Aim of the task >>
Please retype the data below in full.

======== Information supplied

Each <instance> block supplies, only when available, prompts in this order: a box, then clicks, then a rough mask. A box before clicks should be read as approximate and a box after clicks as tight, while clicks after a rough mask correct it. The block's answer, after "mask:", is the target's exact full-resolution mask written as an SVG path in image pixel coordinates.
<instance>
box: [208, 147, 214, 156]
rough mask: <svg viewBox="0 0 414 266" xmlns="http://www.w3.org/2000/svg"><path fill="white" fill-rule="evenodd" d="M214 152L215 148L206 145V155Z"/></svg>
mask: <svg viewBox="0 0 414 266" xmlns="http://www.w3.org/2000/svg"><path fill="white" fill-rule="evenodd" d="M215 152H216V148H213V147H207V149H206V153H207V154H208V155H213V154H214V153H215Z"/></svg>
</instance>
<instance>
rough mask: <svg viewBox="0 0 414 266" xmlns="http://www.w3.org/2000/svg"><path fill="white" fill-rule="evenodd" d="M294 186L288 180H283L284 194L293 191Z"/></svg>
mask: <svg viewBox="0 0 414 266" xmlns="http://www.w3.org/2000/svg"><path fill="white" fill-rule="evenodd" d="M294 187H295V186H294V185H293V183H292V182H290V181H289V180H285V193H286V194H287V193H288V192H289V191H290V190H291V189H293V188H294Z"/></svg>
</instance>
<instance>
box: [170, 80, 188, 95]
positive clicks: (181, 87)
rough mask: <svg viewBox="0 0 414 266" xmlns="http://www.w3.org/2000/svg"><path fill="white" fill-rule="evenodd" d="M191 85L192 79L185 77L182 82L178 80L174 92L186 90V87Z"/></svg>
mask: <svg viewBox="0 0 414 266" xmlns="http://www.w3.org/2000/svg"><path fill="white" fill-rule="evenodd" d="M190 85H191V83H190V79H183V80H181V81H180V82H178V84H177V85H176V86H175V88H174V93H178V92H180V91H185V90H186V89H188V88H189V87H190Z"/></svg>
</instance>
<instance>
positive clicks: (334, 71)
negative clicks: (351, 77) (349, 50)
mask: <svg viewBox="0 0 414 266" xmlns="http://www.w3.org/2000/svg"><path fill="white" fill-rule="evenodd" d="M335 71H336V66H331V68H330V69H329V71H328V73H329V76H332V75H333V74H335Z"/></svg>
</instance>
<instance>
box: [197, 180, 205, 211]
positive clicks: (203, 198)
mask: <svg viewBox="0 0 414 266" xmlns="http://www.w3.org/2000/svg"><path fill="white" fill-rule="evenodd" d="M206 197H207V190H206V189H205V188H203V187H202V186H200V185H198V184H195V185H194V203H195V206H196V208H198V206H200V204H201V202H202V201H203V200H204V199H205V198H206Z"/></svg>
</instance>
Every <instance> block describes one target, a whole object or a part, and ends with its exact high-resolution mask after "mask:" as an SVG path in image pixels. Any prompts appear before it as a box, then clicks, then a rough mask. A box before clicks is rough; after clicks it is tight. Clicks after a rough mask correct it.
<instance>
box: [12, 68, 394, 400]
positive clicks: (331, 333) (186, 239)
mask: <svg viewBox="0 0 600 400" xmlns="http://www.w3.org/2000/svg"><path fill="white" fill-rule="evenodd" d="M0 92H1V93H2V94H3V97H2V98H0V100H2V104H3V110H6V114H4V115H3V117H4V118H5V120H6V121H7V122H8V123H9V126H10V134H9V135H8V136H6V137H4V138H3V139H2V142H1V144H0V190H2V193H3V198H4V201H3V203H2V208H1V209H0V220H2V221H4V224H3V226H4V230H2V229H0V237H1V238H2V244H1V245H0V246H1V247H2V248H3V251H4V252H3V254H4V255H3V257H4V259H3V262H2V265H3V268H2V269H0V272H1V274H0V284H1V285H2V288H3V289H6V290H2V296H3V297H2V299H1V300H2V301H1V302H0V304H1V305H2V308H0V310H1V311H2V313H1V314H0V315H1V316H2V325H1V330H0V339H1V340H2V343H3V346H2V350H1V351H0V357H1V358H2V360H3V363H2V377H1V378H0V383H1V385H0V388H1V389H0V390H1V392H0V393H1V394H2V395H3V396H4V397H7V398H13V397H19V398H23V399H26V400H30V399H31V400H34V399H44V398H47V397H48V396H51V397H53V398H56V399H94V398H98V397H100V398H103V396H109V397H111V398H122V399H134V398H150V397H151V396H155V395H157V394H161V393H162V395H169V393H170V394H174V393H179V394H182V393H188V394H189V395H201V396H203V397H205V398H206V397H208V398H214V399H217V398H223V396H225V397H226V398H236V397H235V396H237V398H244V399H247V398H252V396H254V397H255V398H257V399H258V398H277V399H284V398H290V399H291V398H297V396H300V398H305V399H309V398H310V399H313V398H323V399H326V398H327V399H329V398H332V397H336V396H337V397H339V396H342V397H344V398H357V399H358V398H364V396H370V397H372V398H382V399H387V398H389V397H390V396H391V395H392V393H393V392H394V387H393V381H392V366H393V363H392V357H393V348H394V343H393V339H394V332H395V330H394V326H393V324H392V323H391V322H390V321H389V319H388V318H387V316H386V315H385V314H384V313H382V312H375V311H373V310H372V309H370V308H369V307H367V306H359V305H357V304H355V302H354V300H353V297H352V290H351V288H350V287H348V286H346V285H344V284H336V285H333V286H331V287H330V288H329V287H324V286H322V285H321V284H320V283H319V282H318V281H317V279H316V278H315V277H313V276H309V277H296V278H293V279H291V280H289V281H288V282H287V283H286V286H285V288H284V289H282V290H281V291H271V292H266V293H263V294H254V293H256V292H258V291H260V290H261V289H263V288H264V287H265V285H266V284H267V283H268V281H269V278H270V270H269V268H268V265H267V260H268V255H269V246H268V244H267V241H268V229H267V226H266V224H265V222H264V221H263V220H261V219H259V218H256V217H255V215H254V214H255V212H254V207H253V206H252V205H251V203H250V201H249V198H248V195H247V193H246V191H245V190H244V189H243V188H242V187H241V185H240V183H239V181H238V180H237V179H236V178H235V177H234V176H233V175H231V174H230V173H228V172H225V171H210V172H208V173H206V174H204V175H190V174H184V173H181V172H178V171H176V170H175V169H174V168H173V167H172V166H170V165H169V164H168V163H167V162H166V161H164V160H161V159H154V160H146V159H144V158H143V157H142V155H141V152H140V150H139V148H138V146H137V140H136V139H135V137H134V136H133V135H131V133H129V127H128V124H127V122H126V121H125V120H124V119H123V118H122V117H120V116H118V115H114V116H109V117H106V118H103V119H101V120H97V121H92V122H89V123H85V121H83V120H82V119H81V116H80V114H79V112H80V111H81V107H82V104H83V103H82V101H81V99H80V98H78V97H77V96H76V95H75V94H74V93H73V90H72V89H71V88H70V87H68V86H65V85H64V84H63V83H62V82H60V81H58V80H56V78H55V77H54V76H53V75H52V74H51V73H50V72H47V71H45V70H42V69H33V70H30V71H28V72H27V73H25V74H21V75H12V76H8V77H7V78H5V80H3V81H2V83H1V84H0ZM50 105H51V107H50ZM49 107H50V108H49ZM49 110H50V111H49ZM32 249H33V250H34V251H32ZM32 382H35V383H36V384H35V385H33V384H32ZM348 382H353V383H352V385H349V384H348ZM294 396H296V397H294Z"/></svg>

================

Exercise output >>
Each <instance> block supplies, only when available, prompts in this order: a box, then clicks, then a rough mask. A box before clicks should be read as approximate and a box after clicks as tight, while clicks after a rough mask correct it. The block's answer, after "mask:", is the target's exact full-resolution mask written as an SVG path in image pixel coordinates.
<instance>
box: [208, 147, 214, 156]
rough mask: <svg viewBox="0 0 414 266" xmlns="http://www.w3.org/2000/svg"><path fill="white" fill-rule="evenodd" d="M214 152L215 148L206 145V155Z"/></svg>
mask: <svg viewBox="0 0 414 266" xmlns="http://www.w3.org/2000/svg"><path fill="white" fill-rule="evenodd" d="M215 152H216V148H213V147H207V149H206V153H207V154H208V155H213V154H214V153H215Z"/></svg>
</instance>
<instance>
rough mask: <svg viewBox="0 0 414 266" xmlns="http://www.w3.org/2000/svg"><path fill="white" fill-rule="evenodd" d="M294 186L288 180H283L284 194L293 191Z"/></svg>
mask: <svg viewBox="0 0 414 266" xmlns="http://www.w3.org/2000/svg"><path fill="white" fill-rule="evenodd" d="M294 187H295V186H294V185H293V183H292V182H290V181H289V180H285V193H286V194H287V193H288V192H289V191H290V190H291V189H293V188H294Z"/></svg>
</instance>
<instance>
box: [170, 80, 188, 95]
positive clicks: (181, 87)
rough mask: <svg viewBox="0 0 414 266" xmlns="http://www.w3.org/2000/svg"><path fill="white" fill-rule="evenodd" d="M191 85L192 79L185 77L182 82L178 80L174 92L186 90V87Z"/></svg>
mask: <svg viewBox="0 0 414 266" xmlns="http://www.w3.org/2000/svg"><path fill="white" fill-rule="evenodd" d="M190 85H191V83H190V79H183V80H181V81H180V82H178V84H177V85H176V86H175V88H174V93H178V92H180V91H185V90H186V89H188V88H189V87H190Z"/></svg>
</instance>
<instance>
positive clicks: (334, 71)
negative clicks: (351, 77) (349, 50)
mask: <svg viewBox="0 0 414 266" xmlns="http://www.w3.org/2000/svg"><path fill="white" fill-rule="evenodd" d="M335 71H336V66H331V68H330V69H329V71H328V73H329V76H332V75H333V74H335Z"/></svg>
</instance>
<instance>
box: [197, 180, 205, 211]
positive clicks: (203, 198)
mask: <svg viewBox="0 0 414 266" xmlns="http://www.w3.org/2000/svg"><path fill="white" fill-rule="evenodd" d="M206 197H207V190H206V189H205V188H203V187H202V186H200V185H198V184H195V185H194V203H195V206H196V208H198V206H200V204H201V202H202V201H203V200H204V199H205V198H206Z"/></svg>
</instance>
Every <instance> block describes one target, a whole object or a part, and ends with its exact high-resolution mask after "mask:" as an SVG path in image pixels. Any prompts appear before it as a box, then clicks, then a rough mask. A box before clicks is rough; after clicks it is tight. Clicks after a rough mask correct it.
<instance>
box: [12, 68, 394, 400]
positive clicks: (331, 333) (186, 239)
mask: <svg viewBox="0 0 600 400" xmlns="http://www.w3.org/2000/svg"><path fill="white" fill-rule="evenodd" d="M0 92H1V93H2V94H3V97H2V98H0V100H2V104H3V110H6V114H4V115H3V117H4V118H5V120H6V121H7V122H8V123H9V126H10V134H9V135H8V136H6V137H4V138H3V139H2V142H1V144H0V190H2V193H3V198H4V201H3V203H2V208H1V209H0V220H2V221H4V224H3V226H4V230H2V229H0V237H1V238H2V244H1V245H0V246H1V247H2V248H3V251H4V252H3V254H4V255H3V257H4V259H3V262H2V265H3V268H2V269H0V272H1V274H0V284H1V285H2V288H3V289H6V290H2V296H3V297H2V299H1V300H2V301H1V302H0V304H1V305H2V308H0V310H1V311H2V313H1V314H0V315H1V316H2V325H1V330H0V339H1V340H2V343H3V346H2V350H1V351H0V357H1V358H2V360H3V363H2V377H1V378H0V383H1V385H0V388H1V389H0V390H1V392H0V393H1V394H2V395H3V396H4V397H7V398H13V397H19V398H23V399H26V400H30V399H31V400H34V399H44V398H47V397H48V396H51V397H53V398H56V399H94V398H98V397H100V398H103V396H109V397H111V398H122V399H134V398H150V397H151V396H155V395H157V394H161V393H162V395H169V393H170V394H174V393H179V394H182V393H188V394H189V395H201V396H203V397H205V398H206V397H208V398H214V399H217V398H223V396H225V397H226V398H236V397H235V396H237V398H244V399H247V398H252V396H254V397H255V398H257V399H258V398H277V399H284V398H290V399H291V398H297V396H300V398H305V399H309V398H310V399H313V398H323V399H326V398H327V399H329V398H332V397H336V396H337V397H339V396H342V397H344V398H357V399H358V398H364V396H370V397H372V398H382V399H387V398H389V397H390V396H391V395H392V393H393V392H394V387H393V381H392V366H393V363H392V357H393V348H394V343H393V339H394V332H395V330H394V326H393V324H392V323H391V322H390V321H389V319H388V318H387V316H386V315H385V314H384V313H382V312H375V311H373V310H372V309H370V308H369V307H367V306H359V305H357V304H355V302H354V300H353V297H352V290H351V288H350V287H348V286H346V285H344V284H336V285H333V286H331V287H330V288H329V287H324V286H322V285H321V284H320V283H319V282H318V281H317V279H316V278H315V277H313V276H309V277H296V278H293V279H291V280H289V281H288V282H287V283H286V286H285V288H284V289H282V290H281V291H271V292H266V293H263V294H254V293H256V292H258V291H260V290H261V289H263V288H264V287H265V285H266V284H267V283H268V281H269V278H270V270H269V268H268V265H267V260H268V255H269V246H268V244H267V241H268V229H267V226H266V224H265V222H264V221H263V220H261V219H259V218H256V217H255V215H254V214H255V212H254V207H253V206H252V205H251V203H250V201H249V198H248V195H247V193H246V191H245V190H244V189H243V188H242V187H241V185H240V183H239V181H238V180H237V179H236V178H235V177H234V176H233V175H231V174H230V173H228V172H225V171H210V172H208V173H206V174H204V175H190V174H184V173H181V172H178V171H176V170H175V169H174V168H173V167H172V166H170V165H169V164H168V163H167V162H166V161H164V160H161V159H154V160H146V159H144V158H143V157H142V155H141V152H140V150H139V148H138V146H137V140H136V139H135V137H134V136H133V135H131V133H129V127H128V124H127V122H126V121H125V120H124V119H123V118H122V117H120V116H118V115H114V116H109V117H106V118H103V119H101V120H97V121H92V122H89V123H85V121H83V120H82V119H81V116H80V114H79V112H80V111H81V107H82V104H83V103H82V101H81V99H80V98H78V97H77V96H76V95H75V94H74V93H73V90H72V89H71V88H70V87H68V86H65V85H64V84H63V83H62V82H60V81H58V80H56V78H55V77H54V76H53V75H52V74H51V73H50V72H47V71H45V70H42V69H33V70H30V71H28V72H27V73H25V74H21V75H12V76H8V77H7V78H5V80H3V81H2V83H1V84H0ZM50 105H51V107H50ZM49 107H50V108H49ZM49 110H50V111H49ZM32 249H33V250H34V251H32ZM32 382H35V383H36V384H35V385H33V384H32ZM348 382H353V383H352V385H349V384H348ZM294 396H296V397H294Z"/></svg>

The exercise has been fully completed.